SHORT TASK — Please extract every line of the items below that contains the word "forehead", matching case exactly.

DATASET RECORDS —
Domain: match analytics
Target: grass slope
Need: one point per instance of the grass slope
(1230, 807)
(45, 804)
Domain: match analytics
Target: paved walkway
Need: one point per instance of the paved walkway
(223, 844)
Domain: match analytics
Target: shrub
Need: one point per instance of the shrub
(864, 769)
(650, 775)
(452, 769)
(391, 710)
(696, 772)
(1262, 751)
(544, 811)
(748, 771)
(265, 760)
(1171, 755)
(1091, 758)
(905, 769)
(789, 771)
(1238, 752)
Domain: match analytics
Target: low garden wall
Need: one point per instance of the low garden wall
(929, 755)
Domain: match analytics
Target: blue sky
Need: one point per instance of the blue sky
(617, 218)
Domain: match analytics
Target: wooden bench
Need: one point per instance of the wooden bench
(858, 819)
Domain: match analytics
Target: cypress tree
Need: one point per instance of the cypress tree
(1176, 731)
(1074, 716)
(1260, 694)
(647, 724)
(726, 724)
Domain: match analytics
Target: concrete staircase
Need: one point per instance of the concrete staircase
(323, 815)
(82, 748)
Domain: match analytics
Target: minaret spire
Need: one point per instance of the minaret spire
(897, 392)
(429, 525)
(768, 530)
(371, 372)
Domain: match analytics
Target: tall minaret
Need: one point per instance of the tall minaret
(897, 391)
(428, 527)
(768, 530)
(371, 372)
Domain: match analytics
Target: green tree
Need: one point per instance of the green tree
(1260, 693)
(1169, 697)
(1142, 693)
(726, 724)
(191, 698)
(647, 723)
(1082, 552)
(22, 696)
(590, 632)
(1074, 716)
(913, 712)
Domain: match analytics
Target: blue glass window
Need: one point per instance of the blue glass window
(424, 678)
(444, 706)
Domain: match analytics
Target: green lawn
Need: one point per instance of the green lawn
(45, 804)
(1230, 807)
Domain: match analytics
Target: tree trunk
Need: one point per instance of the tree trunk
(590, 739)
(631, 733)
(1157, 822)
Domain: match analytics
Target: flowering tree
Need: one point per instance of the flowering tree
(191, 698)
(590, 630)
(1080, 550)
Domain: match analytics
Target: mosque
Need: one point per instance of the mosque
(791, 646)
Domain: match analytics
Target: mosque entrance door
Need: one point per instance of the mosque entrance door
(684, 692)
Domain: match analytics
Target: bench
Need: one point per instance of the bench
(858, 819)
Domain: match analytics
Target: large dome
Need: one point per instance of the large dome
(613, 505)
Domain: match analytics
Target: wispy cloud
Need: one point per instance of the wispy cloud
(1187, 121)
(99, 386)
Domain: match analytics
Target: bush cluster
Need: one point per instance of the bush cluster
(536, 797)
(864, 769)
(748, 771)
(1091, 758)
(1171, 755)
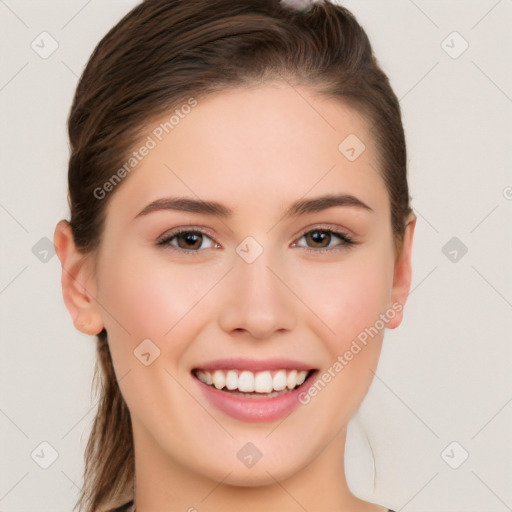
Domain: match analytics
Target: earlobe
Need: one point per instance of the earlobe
(402, 274)
(78, 285)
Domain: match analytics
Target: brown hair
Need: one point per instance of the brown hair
(158, 56)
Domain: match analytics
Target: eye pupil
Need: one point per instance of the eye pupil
(318, 236)
(189, 237)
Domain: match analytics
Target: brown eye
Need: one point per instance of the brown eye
(190, 241)
(322, 239)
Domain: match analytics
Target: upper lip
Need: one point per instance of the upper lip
(253, 364)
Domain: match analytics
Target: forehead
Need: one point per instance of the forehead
(246, 146)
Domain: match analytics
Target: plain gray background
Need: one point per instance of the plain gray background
(445, 374)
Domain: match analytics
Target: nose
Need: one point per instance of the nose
(258, 299)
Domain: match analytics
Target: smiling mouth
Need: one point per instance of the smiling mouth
(249, 384)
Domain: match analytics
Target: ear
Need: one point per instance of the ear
(402, 274)
(77, 280)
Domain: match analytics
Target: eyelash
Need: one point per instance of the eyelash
(346, 240)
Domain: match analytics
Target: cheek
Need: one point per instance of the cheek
(144, 297)
(348, 296)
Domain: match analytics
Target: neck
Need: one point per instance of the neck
(321, 485)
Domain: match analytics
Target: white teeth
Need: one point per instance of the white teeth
(247, 382)
(263, 382)
(301, 377)
(231, 380)
(219, 380)
(279, 380)
(291, 380)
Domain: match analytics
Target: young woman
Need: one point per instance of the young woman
(240, 237)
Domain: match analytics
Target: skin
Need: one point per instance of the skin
(256, 150)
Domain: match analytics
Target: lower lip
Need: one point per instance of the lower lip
(255, 410)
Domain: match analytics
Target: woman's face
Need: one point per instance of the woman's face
(260, 287)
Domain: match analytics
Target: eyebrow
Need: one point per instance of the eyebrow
(300, 207)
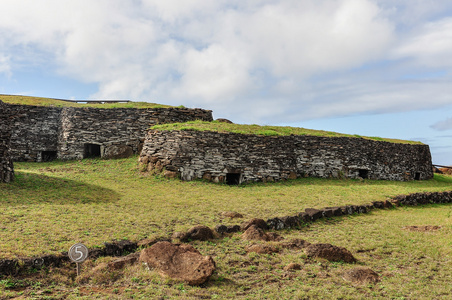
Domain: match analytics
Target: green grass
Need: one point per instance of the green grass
(216, 126)
(39, 101)
(52, 205)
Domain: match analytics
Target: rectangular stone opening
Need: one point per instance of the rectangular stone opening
(233, 178)
(363, 173)
(91, 150)
(48, 155)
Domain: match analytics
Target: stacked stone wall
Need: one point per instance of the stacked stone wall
(34, 131)
(117, 131)
(6, 164)
(43, 133)
(215, 156)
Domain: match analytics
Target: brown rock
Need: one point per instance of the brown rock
(124, 261)
(198, 233)
(231, 214)
(361, 275)
(296, 244)
(256, 233)
(170, 174)
(292, 267)
(262, 249)
(224, 121)
(180, 262)
(257, 222)
(329, 252)
(118, 151)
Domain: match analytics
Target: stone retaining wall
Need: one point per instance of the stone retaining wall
(236, 158)
(45, 133)
(118, 132)
(6, 164)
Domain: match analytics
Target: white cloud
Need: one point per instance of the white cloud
(431, 46)
(443, 125)
(259, 60)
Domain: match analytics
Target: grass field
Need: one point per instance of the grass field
(52, 205)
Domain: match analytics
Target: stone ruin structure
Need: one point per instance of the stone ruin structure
(235, 158)
(45, 133)
(6, 164)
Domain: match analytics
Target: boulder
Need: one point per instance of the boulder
(361, 275)
(296, 244)
(255, 233)
(262, 249)
(330, 253)
(179, 262)
(197, 233)
(257, 222)
(231, 214)
(118, 151)
(292, 267)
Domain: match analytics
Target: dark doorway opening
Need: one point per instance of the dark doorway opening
(91, 150)
(48, 155)
(233, 178)
(364, 174)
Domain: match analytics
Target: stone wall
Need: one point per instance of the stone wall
(34, 132)
(6, 164)
(45, 133)
(117, 132)
(235, 158)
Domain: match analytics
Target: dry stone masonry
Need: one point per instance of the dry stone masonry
(235, 158)
(6, 164)
(45, 133)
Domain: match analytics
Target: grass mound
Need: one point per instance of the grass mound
(222, 127)
(39, 101)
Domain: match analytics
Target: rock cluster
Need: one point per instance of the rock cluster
(180, 262)
(235, 158)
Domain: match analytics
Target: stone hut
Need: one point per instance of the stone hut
(235, 158)
(46, 133)
(6, 164)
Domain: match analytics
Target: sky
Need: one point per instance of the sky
(366, 67)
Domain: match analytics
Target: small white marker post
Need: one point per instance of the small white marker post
(78, 253)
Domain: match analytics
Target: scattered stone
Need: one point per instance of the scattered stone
(295, 244)
(329, 252)
(149, 242)
(262, 249)
(276, 224)
(361, 275)
(197, 233)
(221, 120)
(256, 233)
(124, 261)
(257, 222)
(231, 214)
(118, 151)
(170, 174)
(314, 214)
(422, 228)
(292, 267)
(221, 229)
(180, 262)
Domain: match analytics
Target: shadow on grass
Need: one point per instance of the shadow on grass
(29, 188)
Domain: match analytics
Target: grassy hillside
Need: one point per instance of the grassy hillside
(38, 101)
(52, 205)
(263, 130)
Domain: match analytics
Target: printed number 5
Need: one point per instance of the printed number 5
(79, 252)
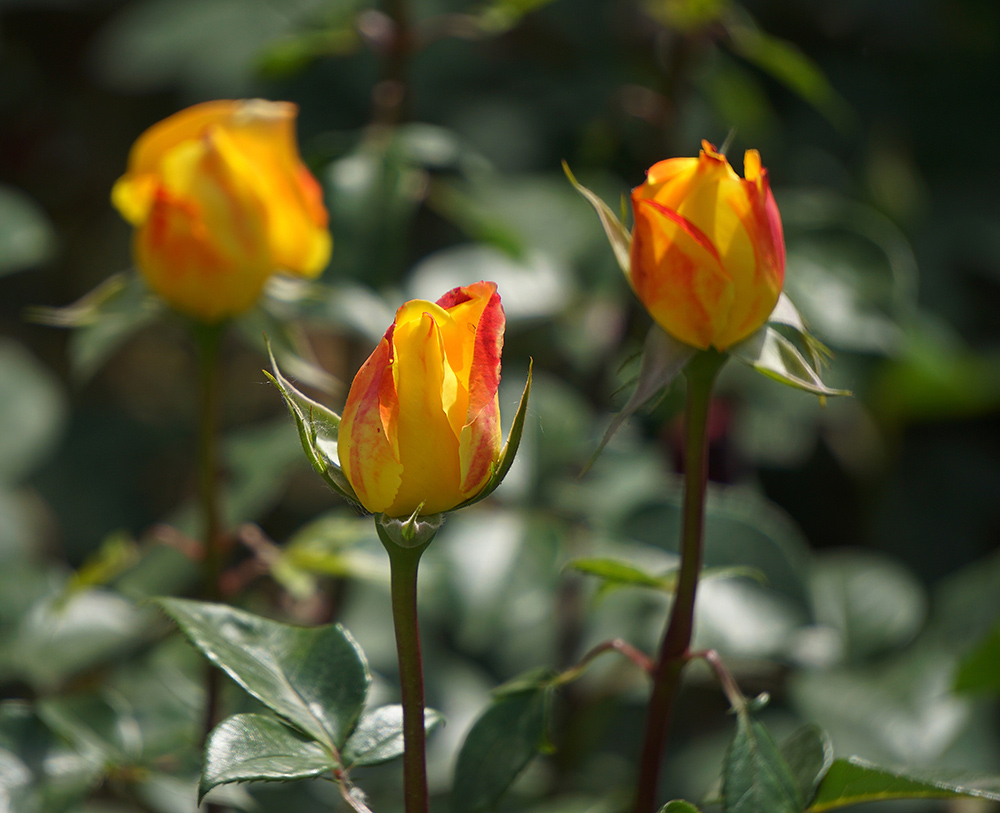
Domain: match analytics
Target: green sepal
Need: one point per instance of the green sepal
(771, 354)
(318, 428)
(413, 533)
(509, 448)
(663, 359)
(618, 235)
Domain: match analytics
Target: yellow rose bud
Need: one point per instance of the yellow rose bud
(220, 200)
(708, 254)
(422, 422)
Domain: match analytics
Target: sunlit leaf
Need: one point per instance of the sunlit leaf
(255, 747)
(979, 671)
(316, 678)
(378, 736)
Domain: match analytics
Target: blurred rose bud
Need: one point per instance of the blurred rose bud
(708, 255)
(422, 422)
(220, 200)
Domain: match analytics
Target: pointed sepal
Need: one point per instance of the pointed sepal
(318, 428)
(507, 454)
(773, 355)
(413, 533)
(618, 235)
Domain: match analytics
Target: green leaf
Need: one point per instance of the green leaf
(32, 412)
(809, 754)
(509, 448)
(502, 742)
(379, 736)
(619, 236)
(755, 775)
(255, 747)
(316, 678)
(663, 359)
(616, 573)
(286, 337)
(26, 236)
(770, 353)
(318, 428)
(872, 601)
(853, 781)
(679, 806)
(979, 671)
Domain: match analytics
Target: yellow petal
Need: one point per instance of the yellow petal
(428, 445)
(363, 445)
(676, 273)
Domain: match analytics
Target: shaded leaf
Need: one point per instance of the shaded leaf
(501, 743)
(102, 320)
(853, 781)
(809, 754)
(663, 359)
(679, 806)
(872, 601)
(255, 747)
(979, 671)
(317, 678)
(786, 63)
(378, 736)
(755, 775)
(32, 412)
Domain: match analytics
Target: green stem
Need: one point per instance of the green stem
(403, 563)
(208, 339)
(674, 649)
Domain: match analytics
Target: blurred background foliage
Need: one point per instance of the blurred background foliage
(874, 521)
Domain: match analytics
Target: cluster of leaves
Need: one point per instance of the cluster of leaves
(105, 702)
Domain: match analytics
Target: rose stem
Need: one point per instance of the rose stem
(208, 338)
(674, 649)
(403, 563)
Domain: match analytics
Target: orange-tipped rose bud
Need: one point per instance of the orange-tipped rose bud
(221, 200)
(708, 254)
(422, 422)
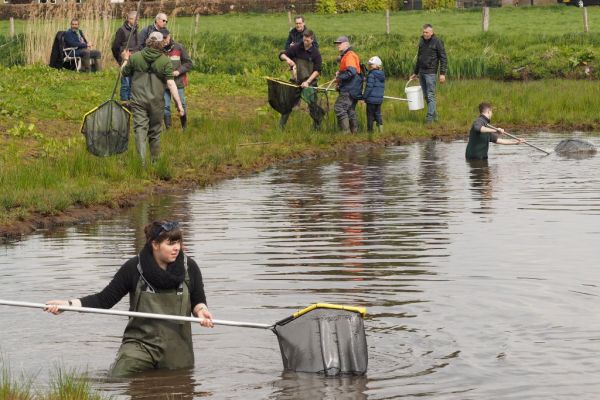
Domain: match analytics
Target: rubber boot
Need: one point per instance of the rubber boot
(344, 124)
(154, 151)
(183, 122)
(353, 126)
(283, 120)
(97, 65)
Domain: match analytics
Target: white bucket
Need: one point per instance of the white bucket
(414, 94)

SOLUTION TO THE EXERCISE —
Target: forehead
Need: one point per instance of the forehead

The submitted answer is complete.